Given request 1 → List every line in the records that contains the word "mountain".
Given request 2 → Continue the recollection of volunteer work with Scouts, colleges, and a charter school, picking up right after its final sentence.

======== Provided passage

Then, Dave Luedke and Deborah Baker started a program with Boy Scouts. To become an Eagle Scout, you have to have a community project. They set it up so the Scouts can come in and take one of our old floats and convert it over to a new one. The Scouts then manage the whole thing, gets other helpers to come in. We reimburse them for their materials, but they provide all the labor on that. They, usually, get their parents involved in it, too. So, it's a win/win for the Scouts and, also, for us. The nice thing is that everything that we do starts out as a small concept. Then, it jumps up to the next level. But all the time, we're bringing new people in, so it's always a win/win for everybody who's involved. In the meantime, you're just having so much fun.
So, you see, I have never had to really grow up.
I've worked with the elementary schools and the high school here. Also, Foothill and De Anza Colleges for a number of years. I ended up being treasurer for political campaigns. One project was for our high school, where we had a vote for a capital bond campaign. Another time was for the elementary school, both capital campaign and also parcel tax campaigns. At Foothill and De Anza College, I was on the Foundation Board. For a number of years I was treasurer. They had a financial problem then, but the Board had not been informed by the Finance Department. They ended up making commitments, thinking that they had a lot more money than they actually had. It was a mini-scandal, and they terminated the finance person.
That still left the shortage of funding. They had an audit to quantify the shortfall. One of the recommendations was to set up a separate Audit and Finance Committee, to include members from the community. Mary Mason was on the Board at that time, and she recommended that they invite me to be on the Finance and Audit Committee. So, I did that for about 15 years. Time flies. Then, we went through two bond campaigns. The last one was like $470 million. It was a big one. They're just now just finishing up spending that money. I was very involved in them.
In the 1990's, two high school teachers at San Jose Unified School District, Jennifer Andaluz and Greg Lippman, decided to start their own Charter School, and it was to be the first Charter School in Santa Clara County. They'd heard about the Tech Challenge and wanted to incorporate that as part of their curriculum. So, they contacted the Tech Museum and said that they'd like to talk to somebody. I met with them, and talked about the Tech Challenge, and they invited me to join the Board. Ann Danner suggested that they ought to have me as the President of the Board. So, for the first seven years of the Charter, I was president of their Board.
This is a school that targets at-risk kids, mostly Latino. They are under-achieving students who enter at the ninth grade, but often, at about a fifth grade level in reading and math. They'll be the first in their family to go to college, and most of them are lower income. The good news is that we have now graduated quite a few of the kids, who have also finished college. The target is to have them be prepared and succeed in a four year college. They now have a second school out in East San Jose, which is a very tough area, that is a middle school. San Jose Unified has asked them to open another one.

================
======== Record excerpts

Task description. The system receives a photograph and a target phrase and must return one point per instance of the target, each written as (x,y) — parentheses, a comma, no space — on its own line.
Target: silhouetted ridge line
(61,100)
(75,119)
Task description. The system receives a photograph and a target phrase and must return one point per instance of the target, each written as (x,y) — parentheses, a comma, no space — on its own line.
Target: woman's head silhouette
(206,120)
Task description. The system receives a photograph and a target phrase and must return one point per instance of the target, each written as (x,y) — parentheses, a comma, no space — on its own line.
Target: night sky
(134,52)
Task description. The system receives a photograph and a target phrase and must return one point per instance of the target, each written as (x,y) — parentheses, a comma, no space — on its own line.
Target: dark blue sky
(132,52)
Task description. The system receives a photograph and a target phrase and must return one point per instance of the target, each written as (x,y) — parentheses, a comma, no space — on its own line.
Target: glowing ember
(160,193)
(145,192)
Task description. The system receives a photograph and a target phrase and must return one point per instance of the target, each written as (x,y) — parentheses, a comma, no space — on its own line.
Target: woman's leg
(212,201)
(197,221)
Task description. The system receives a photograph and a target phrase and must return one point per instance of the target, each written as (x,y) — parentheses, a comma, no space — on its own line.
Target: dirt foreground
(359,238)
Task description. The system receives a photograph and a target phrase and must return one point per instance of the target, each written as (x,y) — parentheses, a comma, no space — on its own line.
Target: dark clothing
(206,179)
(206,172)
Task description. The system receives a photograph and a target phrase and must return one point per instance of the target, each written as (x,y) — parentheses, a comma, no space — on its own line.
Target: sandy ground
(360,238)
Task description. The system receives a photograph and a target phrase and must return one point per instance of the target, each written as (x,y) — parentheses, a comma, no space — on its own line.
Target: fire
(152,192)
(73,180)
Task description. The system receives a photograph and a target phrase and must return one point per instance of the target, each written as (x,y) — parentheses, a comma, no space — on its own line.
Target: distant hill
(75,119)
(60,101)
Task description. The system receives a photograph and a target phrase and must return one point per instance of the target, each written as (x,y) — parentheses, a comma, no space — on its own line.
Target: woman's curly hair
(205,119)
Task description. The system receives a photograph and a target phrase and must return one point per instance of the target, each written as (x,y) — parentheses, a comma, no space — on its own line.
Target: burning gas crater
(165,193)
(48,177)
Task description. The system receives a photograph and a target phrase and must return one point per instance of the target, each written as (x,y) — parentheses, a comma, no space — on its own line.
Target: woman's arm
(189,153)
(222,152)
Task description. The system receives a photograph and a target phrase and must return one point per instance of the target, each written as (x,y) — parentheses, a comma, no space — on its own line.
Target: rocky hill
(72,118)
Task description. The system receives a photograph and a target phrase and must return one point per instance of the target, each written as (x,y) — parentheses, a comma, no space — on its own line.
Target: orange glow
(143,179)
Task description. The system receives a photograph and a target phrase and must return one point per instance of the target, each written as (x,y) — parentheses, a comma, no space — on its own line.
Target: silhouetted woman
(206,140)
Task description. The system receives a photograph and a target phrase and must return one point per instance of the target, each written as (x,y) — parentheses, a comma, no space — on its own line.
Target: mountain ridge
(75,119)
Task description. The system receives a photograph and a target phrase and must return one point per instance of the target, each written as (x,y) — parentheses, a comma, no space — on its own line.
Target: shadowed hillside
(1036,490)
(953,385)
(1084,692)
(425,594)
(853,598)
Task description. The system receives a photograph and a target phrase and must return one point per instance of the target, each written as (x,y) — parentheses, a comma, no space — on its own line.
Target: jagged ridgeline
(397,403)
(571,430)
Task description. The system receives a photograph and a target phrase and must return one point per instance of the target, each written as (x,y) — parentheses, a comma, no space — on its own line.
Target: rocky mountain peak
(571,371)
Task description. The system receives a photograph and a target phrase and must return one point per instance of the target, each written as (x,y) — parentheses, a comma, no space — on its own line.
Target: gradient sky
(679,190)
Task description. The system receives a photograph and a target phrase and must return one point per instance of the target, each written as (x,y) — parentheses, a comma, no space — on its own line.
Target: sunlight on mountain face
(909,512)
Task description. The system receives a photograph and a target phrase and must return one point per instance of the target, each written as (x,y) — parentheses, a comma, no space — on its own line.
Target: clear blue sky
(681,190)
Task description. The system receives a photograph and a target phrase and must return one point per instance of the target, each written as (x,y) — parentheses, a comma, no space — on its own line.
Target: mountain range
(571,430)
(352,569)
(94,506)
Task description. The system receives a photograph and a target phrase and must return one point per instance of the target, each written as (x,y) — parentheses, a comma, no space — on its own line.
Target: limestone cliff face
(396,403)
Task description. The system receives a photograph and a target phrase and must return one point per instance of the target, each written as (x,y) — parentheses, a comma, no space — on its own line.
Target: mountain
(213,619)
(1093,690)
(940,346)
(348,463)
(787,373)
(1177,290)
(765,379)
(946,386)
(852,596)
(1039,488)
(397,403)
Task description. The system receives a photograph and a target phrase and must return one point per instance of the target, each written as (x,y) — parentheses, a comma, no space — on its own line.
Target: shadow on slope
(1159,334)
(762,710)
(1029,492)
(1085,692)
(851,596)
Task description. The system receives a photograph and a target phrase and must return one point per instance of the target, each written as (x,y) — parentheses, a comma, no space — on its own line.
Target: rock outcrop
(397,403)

================

Reply 1 →
Target: mountain ridge
Target: rocky mountain peak
Target: sunlight on mountain face
Target: mountain range
Target: mountain

Reply 2 →
The leadership is very good, and the first few years of the school, and the majority of the time while I was there, we were in rented space, not any space furnished by this school district. We were in two churches and a YWCA that we paid rent for. We fund raised money to pay the rent. Then we found an ex-fitness center that could put everybody in one location. We borrowed money to outfit that. Finally, San Jose Unified closed some elementary schools, and we got one and converted it from elementary to a high school. That one still is operating. They've done a marvelous job. You go into that school, that we converted from elementary into a high school, and it looks like it was just opened, brand new. There's no graffiti, no destruction, or anything. The students are very respectful, and as much as academics are important, it's the culture which is equally important there. It's about giving these young people self-confidence, requiring mutual respect of each other, and cooperating and all the traits that you associate with maturity.
By far, it is those dedicated teachers who make it happen. It's a lot easier to teach the students that come from college-educated households, where they learn to read long before they start to school. When they have involved parents and their role models. They then associate all that from the time that they're growing up. But it is so different for kids that don't have those role models, and their parents may be working two jobs, and they simply don't have that self-expectation. In large part, the parents really want to have their kids have a better life than what they've had. We have been gratified to see our network of skills and friends to be able to bring all those pieces together for some remarkable and successful results. When you know that so many of those kids have gone on to finish 4-year colleges, it just feels so good.
It takes a lot of dedicated people to make that happen, year after year.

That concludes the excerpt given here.